## START

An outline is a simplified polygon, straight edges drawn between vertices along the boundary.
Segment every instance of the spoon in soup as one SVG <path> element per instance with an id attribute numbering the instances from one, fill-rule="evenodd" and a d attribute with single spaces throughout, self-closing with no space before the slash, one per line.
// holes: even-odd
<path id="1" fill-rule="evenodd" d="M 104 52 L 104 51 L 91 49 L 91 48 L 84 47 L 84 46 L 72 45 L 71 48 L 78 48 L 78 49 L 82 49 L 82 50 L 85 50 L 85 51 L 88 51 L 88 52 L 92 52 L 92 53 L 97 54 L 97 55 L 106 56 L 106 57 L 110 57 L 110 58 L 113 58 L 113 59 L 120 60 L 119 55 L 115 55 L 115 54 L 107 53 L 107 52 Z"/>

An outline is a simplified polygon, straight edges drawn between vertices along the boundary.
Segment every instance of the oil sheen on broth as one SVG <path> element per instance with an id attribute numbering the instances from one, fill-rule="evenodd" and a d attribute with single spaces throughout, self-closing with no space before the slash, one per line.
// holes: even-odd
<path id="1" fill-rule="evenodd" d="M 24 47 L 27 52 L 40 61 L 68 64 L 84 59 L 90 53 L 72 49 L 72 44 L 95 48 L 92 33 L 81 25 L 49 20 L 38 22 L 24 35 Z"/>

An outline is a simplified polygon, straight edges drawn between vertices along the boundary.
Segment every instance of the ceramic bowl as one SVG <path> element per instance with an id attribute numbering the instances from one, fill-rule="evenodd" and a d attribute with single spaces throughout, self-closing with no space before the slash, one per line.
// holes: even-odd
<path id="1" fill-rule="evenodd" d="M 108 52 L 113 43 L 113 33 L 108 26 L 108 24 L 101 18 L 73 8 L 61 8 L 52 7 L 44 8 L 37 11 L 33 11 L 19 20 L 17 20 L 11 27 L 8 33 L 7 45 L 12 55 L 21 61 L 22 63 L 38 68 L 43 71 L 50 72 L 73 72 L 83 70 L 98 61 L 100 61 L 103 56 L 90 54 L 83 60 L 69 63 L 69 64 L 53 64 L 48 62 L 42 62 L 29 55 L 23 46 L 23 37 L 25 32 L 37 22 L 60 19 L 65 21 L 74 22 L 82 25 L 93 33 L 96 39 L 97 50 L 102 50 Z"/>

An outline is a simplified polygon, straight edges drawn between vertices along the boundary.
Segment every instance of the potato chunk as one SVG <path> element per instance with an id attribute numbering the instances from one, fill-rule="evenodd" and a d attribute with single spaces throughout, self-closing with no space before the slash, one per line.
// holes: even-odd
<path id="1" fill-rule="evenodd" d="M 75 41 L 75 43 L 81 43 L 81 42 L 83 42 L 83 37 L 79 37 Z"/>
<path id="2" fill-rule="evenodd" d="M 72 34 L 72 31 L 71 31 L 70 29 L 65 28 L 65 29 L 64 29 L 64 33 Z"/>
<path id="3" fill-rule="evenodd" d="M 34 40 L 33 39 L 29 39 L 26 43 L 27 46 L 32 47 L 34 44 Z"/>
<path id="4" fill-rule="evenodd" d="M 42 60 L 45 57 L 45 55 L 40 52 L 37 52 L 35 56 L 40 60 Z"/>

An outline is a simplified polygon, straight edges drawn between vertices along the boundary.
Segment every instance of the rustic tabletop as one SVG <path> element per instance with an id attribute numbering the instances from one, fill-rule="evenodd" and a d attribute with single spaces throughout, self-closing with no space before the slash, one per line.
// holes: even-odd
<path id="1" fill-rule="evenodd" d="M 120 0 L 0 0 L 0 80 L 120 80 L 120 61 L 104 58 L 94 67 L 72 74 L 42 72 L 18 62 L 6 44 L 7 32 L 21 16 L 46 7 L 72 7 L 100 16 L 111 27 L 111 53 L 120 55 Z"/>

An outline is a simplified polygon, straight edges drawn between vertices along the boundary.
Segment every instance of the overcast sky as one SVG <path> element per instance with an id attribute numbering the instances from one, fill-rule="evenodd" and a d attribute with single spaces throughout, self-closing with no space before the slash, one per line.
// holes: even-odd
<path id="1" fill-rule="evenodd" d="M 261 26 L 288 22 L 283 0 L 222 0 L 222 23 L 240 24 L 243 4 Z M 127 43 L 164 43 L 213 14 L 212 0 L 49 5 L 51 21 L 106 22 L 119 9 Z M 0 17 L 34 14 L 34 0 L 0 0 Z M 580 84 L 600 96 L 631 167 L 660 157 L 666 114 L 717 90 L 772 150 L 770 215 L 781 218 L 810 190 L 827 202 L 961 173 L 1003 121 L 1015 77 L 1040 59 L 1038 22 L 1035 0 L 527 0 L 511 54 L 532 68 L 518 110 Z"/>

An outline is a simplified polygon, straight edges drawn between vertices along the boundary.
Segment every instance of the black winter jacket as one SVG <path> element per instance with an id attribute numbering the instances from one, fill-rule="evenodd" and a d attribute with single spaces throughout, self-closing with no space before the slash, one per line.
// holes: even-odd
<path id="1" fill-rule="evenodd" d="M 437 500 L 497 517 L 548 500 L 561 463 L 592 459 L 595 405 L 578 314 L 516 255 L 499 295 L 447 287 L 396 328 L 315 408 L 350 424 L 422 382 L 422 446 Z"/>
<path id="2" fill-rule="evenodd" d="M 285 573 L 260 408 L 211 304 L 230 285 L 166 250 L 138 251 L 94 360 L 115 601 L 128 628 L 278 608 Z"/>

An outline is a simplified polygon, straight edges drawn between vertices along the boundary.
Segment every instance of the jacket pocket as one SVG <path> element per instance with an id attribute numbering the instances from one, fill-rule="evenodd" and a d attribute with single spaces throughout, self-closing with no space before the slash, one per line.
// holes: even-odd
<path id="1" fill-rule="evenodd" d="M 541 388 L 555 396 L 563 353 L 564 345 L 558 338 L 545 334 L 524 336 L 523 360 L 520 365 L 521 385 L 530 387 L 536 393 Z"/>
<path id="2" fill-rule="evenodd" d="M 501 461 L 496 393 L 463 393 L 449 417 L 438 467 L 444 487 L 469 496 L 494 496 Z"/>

## END

* [Task directions] Swap "simplified polygon" for "reduced polygon" wherever it occurs in the records above, and reproduce the records with everything else unchanged.

* [Exercise solution]
An outline is a reduced polygon, straight edges drawn between vertices along the boundary.
Segment every instance of the spoon in soup as one SVG <path> element per instance with an id attribute numbering the instances from one, fill-rule="evenodd" and a d attribute with single spaces throughout, self-closing with no space before the slash, one per line.
// holes: even-odd
<path id="1" fill-rule="evenodd" d="M 104 52 L 104 51 L 91 49 L 91 48 L 84 47 L 84 46 L 72 45 L 71 48 L 78 48 L 78 49 L 82 49 L 82 50 L 85 50 L 85 51 L 88 51 L 88 52 L 92 52 L 92 53 L 97 54 L 97 55 L 106 56 L 106 57 L 110 57 L 110 58 L 113 58 L 113 59 L 120 60 L 119 55 L 115 55 L 115 54 L 107 53 L 107 52 Z"/>

An outline is a reduced polygon, straight edges drawn between vertices along the boundary.
Segment every instance of the oil sheen on broth as one SVG <path> element per instance with an id attribute numbering the instances from one, fill-rule="evenodd" and a d attribute with single spaces throughout, self-closing with no space before the slash, one per line.
// holes: even-odd
<path id="1" fill-rule="evenodd" d="M 24 47 L 27 52 L 40 61 L 68 64 L 84 59 L 90 53 L 72 49 L 72 44 L 95 48 L 92 33 L 81 25 L 49 20 L 38 22 L 24 35 Z"/>

An outline is a reduced polygon, straight edges drawn between vertices along the boundary.
Segment every instance of the ceramic bowl as one SVG <path> element per instance with an id attribute numbering the instances from one, fill-rule="evenodd" and a d attribute with single spaces throughout, self-closing with no space before the slash, one per line.
// holes: even-odd
<path id="1" fill-rule="evenodd" d="M 108 52 L 113 43 L 113 33 L 108 26 L 108 24 L 101 18 L 73 8 L 61 8 L 52 7 L 44 8 L 37 11 L 33 11 L 19 20 L 17 20 L 11 27 L 8 33 L 7 45 L 12 55 L 21 61 L 22 63 L 38 68 L 43 71 L 50 72 L 73 72 L 83 70 L 98 61 L 100 61 L 103 56 L 90 54 L 83 60 L 69 63 L 69 64 L 53 64 L 48 62 L 42 62 L 29 55 L 23 46 L 23 37 L 25 32 L 37 22 L 60 19 L 65 21 L 74 22 L 82 25 L 93 33 L 96 39 L 97 50 L 102 50 Z"/>

An outline is a reduced polygon, straight edges drawn between vertices along the boundary.
Segment every instance of the potato chunk as one SVG <path> element per instance with an id attribute numbering the instances from one, fill-rule="evenodd" and a d attribute with single spaces throughout, self-closing with no space before the slash, one per line.
// holes: even-odd
<path id="1" fill-rule="evenodd" d="M 75 41 L 75 43 L 81 43 L 81 42 L 83 42 L 83 37 L 79 37 Z"/>
<path id="2" fill-rule="evenodd" d="M 72 34 L 72 31 L 71 31 L 70 29 L 65 28 L 65 29 L 64 29 L 64 33 Z"/>
<path id="3" fill-rule="evenodd" d="M 34 40 L 33 39 L 29 39 L 26 43 L 27 46 L 32 47 L 34 44 Z"/>
<path id="4" fill-rule="evenodd" d="M 42 60 L 45 57 L 45 55 L 40 52 L 37 52 L 35 56 L 40 60 Z"/>

An outline is a reduced polygon, straight edges drawn between vertices along the boundary.
Segment every instance of the rustic tabletop as one SVG <path> element per instance with an id attribute numbering the instances from one, fill-rule="evenodd" and a d attribute with single spaces throughout, self-closing with no space before the slash, one per line.
// holes: even-odd
<path id="1" fill-rule="evenodd" d="M 120 0 L 0 0 L 0 80 L 120 80 L 120 61 L 104 58 L 94 67 L 72 74 L 42 72 L 18 62 L 6 44 L 7 32 L 21 16 L 46 7 L 72 7 L 100 16 L 111 27 L 111 53 L 120 55 Z"/>

An outline is a reduced polygon, straight edges drawn between vertices along the boundary.
Segment every instance of the overcast sky as one SVG <path> element per instance with an id attribute numbering the instances from one, fill-rule="evenodd" and a d attribute with single spaces throughout, self-closing with no space before the slash, one per line.
// holes: even-odd
<path id="1" fill-rule="evenodd" d="M 261 26 L 288 22 L 283 0 L 222 0 L 222 23 L 240 24 L 243 4 Z M 127 43 L 164 43 L 213 14 L 212 0 L 49 5 L 51 21 L 106 22 L 119 9 Z M 0 17 L 34 14 L 34 0 L 0 0 Z M 580 84 L 600 96 L 631 167 L 660 157 L 666 114 L 717 90 L 772 150 L 770 215 L 781 218 L 810 190 L 827 202 L 961 173 L 1003 121 L 1015 77 L 1040 59 L 1038 22 L 1035 0 L 527 0 L 511 54 L 532 68 L 518 110 Z"/>

An outline is a reduced polygon, straight edges drawn between vertices along the boundary.
Segment every instance of the black winter jacket as one SVG <path> element per instance with an id attribute numbering the instances from one, fill-rule="evenodd" and a d attribute with single spaces throughout, self-closing with no space before the slash, one per line.
// holes: even-odd
<path id="1" fill-rule="evenodd" d="M 437 500 L 497 517 L 548 500 L 561 463 L 592 459 L 595 405 L 578 314 L 516 255 L 499 295 L 447 287 L 396 328 L 315 408 L 350 424 L 422 382 L 422 446 Z"/>
<path id="2" fill-rule="evenodd" d="M 285 573 L 260 408 L 211 304 L 230 285 L 166 250 L 138 251 L 94 360 L 115 601 L 128 628 L 278 608 Z"/>

An outline is a reduced polygon, straight edges drawn between vertices along the boundary.
Segment every instance of the jacket pocket as one SVG <path> element per instance with an id attribute numbering the instances from one, fill-rule="evenodd" and a d attribute with single spaces throughout, self-closing with no space before the slash, one per line.
// holes: even-odd
<path id="1" fill-rule="evenodd" d="M 541 388 L 555 396 L 563 353 L 564 345 L 558 338 L 545 334 L 524 336 L 523 360 L 520 365 L 521 385 L 530 387 L 536 393 Z"/>
<path id="2" fill-rule="evenodd" d="M 501 461 L 496 393 L 463 393 L 449 417 L 438 467 L 444 487 L 469 496 L 494 496 Z"/>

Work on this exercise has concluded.